━━ Provided entries ━━

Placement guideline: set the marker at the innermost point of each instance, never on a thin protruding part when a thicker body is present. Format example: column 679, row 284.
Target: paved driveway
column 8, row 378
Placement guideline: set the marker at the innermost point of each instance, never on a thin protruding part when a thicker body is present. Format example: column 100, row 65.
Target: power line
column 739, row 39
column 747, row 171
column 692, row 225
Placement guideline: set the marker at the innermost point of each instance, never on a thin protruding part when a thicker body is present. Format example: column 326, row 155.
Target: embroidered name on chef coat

━━━
━━ Provided entries ━━

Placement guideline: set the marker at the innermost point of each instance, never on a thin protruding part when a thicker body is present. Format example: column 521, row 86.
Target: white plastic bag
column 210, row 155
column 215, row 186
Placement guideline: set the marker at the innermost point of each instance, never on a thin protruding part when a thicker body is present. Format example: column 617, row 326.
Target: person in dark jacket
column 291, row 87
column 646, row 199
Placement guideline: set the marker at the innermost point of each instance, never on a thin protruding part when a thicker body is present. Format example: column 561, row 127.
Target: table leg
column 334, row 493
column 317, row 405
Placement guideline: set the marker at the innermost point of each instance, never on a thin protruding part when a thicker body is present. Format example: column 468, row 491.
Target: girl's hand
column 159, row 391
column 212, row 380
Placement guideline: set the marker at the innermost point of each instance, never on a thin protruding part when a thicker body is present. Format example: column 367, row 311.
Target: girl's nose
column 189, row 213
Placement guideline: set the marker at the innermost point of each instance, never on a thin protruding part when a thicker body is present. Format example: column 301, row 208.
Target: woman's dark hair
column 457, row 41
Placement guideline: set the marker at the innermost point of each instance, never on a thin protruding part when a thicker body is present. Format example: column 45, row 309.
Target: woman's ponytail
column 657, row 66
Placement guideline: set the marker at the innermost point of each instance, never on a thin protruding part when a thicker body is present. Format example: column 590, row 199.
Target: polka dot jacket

━━━

* [Instruction]:
Copy out the lines of the rows from the one containing "679, row 284." up to and including the one containing "Target: embroidered name on chef coat", replacing each "marker" with "pin". Change nothing else, and give only those lines.

* [Result of this task]:
Placement guideline: set the pin at the innermost point of each instance, never on a thin protruding part when a thicker body is present. Format example: column 679, row 284.
Target: paved driveway
column 8, row 378
Placement guideline: set the pin at the innermost point of each instance, never on a thin protruding part when a thicker body is present. Format example: column 100, row 65.
Target: power line
column 739, row 39
column 747, row 171
column 692, row 225
Placement guideline: set the pin at the innermost point of each instance, never on a thin protruding part when a thicker body is present. Format example: column 326, row 155.
Target: embroidered name on chef coat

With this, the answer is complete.